- **TASK GOAL**:
Copy the listing below line for line, without changing anything.

Dataset records:

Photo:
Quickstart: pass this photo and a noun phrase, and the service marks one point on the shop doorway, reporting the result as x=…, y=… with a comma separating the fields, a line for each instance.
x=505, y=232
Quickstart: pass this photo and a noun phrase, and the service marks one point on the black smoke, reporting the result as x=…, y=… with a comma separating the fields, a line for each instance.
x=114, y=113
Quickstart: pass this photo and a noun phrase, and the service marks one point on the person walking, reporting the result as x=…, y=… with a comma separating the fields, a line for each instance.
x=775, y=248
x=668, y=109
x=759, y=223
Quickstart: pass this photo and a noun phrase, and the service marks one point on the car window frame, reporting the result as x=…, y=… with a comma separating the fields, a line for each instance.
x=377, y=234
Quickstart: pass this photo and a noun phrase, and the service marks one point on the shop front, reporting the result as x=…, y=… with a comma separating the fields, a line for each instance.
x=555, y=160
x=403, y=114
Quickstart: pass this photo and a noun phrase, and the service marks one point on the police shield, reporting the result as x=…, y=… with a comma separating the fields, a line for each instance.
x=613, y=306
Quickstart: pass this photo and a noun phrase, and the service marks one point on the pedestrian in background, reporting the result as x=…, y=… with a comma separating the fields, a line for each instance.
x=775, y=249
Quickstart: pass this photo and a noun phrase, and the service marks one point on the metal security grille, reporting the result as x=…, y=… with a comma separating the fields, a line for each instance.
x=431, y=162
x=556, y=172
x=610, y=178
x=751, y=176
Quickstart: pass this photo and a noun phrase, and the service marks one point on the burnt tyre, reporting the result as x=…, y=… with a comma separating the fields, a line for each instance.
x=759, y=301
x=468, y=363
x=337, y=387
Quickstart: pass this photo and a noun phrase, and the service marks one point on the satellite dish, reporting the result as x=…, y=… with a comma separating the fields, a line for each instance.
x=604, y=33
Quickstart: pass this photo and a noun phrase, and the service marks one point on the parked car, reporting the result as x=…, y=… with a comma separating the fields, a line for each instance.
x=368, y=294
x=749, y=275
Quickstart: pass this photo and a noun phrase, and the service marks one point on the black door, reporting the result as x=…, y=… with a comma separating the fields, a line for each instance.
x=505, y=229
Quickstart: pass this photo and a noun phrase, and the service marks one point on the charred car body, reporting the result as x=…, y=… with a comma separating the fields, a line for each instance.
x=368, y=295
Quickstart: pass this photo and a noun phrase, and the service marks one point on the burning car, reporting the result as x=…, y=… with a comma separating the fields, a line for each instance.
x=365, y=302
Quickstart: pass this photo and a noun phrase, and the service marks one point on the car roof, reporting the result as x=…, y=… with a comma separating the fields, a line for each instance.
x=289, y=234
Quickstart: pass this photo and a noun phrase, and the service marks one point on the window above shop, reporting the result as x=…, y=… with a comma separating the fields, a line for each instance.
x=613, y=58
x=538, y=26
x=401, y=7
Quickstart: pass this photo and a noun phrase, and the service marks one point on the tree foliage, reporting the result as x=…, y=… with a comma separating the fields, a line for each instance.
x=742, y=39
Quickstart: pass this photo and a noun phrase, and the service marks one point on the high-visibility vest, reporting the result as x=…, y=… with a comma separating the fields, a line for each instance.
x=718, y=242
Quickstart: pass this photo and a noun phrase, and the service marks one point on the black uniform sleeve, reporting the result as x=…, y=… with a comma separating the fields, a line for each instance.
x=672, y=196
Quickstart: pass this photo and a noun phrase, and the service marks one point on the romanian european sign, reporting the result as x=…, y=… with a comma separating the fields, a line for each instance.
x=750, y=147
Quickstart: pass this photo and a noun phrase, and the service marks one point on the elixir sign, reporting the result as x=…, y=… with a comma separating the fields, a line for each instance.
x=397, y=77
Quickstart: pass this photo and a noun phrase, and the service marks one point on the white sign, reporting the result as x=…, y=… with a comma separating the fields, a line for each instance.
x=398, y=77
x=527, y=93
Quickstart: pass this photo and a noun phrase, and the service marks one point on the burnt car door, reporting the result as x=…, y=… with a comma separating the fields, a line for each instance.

- **COMPLETE OUTPUT**:
Photo:
Quickstart: pass this photo and a noun phrase, and the service marks one point on the shop doorway, reporting the result as x=…, y=… with a comma separating the fields, a line for each instance.
x=505, y=232
Quickstart: pass this photo and a noun phrase, and the service marks one point on the black smoke, reporting the result as x=…, y=… with a comma separating the fields, a line for each instance.
x=114, y=113
Quickstart: pass this photo and a noun phrase, and the service marks one point on the person walking, reporting the result as x=…, y=… with a comma separating the fields, a line for each instance.
x=775, y=248
x=668, y=109
x=759, y=223
Quickstart: pass this photo and a noun phrase, and the service marks one point on the car window frame, reporting the result as x=…, y=… with a comma separating the fields, a line for each instance.
x=377, y=234
Quickstart: pass this photo and a noun phrase, and the service marks one point on the shop front, reporting the result as x=…, y=… with a comma separating the fields, a line for each instance.
x=555, y=160
x=403, y=114
Quickstart: pass this photo and a noun phrase, and the service marks one point on the police shield, reporting the result as x=…, y=… with a comma separating the fields, a line for each instance.
x=613, y=306
Quickstart: pass this photo and a noun phrase, and the service marks one point on the pedestrian in background, reporting the result as x=…, y=… with a comma separating the fields, a line for each instance.
x=775, y=249
Quickstart: pass this photo and a noun phrase, and the service marks one point on the metal security grille, reporting the result as x=…, y=… with a comma separating the fields, a line for each instance.
x=431, y=162
x=556, y=172
x=610, y=178
x=751, y=176
Quickstart: pass this photo and a noun phrase, and the service marks one point on the burnt tyre, reporting the result as x=…, y=… with a comma separating the fields, a line for each instance.
x=759, y=301
x=468, y=363
x=337, y=387
Quickstart: pass this photo and a noun phrase, and the service marks one point on the satellite dish, reporting the result as x=…, y=… with a comma separating the fields, a line for each instance.
x=604, y=33
Quickstart: pass this photo and a noun phrase, and the service marks one point on the parked car, reporting the result as x=…, y=… with a comma separating the fields, a line for each instance.
x=368, y=294
x=749, y=275
Quickstart: pass this photo and a noun phrase, and the service marks one point on the black door, reporting the result as x=…, y=… with a comma separating the fields, a line for each instance.
x=505, y=229
Quickstart: pass this photo and a noun phrase, and the service marks one point on the charred car body, reporting the result as x=…, y=… with a comma separating the fields, a line for each instance.
x=368, y=295
Quickstart: pass this photo and a noun phrase, and the service marks one point on the burning car, reporting the result as x=…, y=… with a comma separating the fields, a line for each instance.
x=365, y=302
Quickstart: pass this photo and a noun phrase, and the service marks one point on the car roof, reporting the result as x=…, y=… with a comma separating the fields, a line for each instance.
x=289, y=234
Quickstart: pass this photo and a noun phrase, and the service marks one point on the window above shop, reporting the result as x=…, y=… with a comma separating the fields, a line for each instance.
x=613, y=58
x=538, y=26
x=401, y=7
Quickstart: pass this photo and a noun phrase, and the service marks one point on the tree foliage, reporting the result as x=…, y=… with a comma separating the fields, a line for each instance.
x=742, y=39
Quickstart: pass this photo and a noun phrase, and the service marks one point on the high-visibility vest, reporting the result as x=…, y=… with a comma separating the fields, a line for each instance.
x=718, y=242
Quickstart: pass this photo and a noun phrase, and the service marks one point on the black uniform sleeve, reporting the result as x=…, y=… with a comma separating the fields, a line for each instance.
x=672, y=196
Quickstart: pass this photo and a noun phrase, and the service marks one point on the romanian european sign, reporting the result as x=…, y=… with a comma separating the fields, a line for each instance.
x=750, y=147
Quickstart: pass this photo and a noun phrase, and the service marks one point on the elixir sign, reporting the result as x=…, y=… with a comma separating the fields, a line for each instance.
x=397, y=77
Quickstart: pass this photo and a noun phrase, and the service marks one point on the white sign, reporting the result as x=…, y=… with a comma separating the fields, a line for each instance.
x=398, y=77
x=527, y=93
Quickstart: pass this photo and a noun phrase, and the service marks one point on the burnt car door, reporting the result as x=…, y=… with a comma separating the fields, a line for each instance.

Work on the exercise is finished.